(Source information)
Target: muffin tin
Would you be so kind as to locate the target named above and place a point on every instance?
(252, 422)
(End Source information)
(Source information)
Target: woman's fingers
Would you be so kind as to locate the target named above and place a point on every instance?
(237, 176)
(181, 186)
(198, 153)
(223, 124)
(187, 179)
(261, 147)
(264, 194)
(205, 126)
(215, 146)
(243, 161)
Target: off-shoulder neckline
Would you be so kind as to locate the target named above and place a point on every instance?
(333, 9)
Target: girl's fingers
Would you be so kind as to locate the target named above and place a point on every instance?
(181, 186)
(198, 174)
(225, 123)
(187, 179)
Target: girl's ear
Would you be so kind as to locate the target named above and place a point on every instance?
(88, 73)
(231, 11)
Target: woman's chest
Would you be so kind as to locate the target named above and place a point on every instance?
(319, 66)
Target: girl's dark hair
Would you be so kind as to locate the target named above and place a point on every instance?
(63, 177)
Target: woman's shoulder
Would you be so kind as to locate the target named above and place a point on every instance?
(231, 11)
(End Source information)
(Source information)
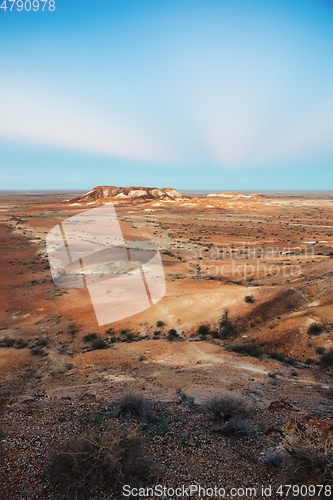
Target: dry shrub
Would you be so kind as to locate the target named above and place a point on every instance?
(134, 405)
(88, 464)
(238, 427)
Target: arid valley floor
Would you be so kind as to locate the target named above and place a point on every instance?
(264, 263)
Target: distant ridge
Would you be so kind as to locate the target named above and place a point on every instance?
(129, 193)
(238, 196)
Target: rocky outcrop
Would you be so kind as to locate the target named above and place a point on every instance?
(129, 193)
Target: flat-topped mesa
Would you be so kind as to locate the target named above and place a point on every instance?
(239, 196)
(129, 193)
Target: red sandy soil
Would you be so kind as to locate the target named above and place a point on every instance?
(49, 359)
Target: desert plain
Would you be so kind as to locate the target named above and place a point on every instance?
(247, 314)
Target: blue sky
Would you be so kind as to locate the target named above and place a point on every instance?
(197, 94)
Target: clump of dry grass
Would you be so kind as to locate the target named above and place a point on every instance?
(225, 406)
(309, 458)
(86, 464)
(End Source information)
Work to complete: Produce only the lines from the line containing "Target: red sandy soil" through the line containing "Target: blue sky", inclusive of both, exactly as they stand in the entries above.

The answer:
Target: red sandy soil
Would you be so kind as to locate the target named above and place a point on every instance?
(49, 359)
Target: desert plain
Would you be so kind as to locate the target named above and place a point on every instance?
(247, 314)
Target: blue sky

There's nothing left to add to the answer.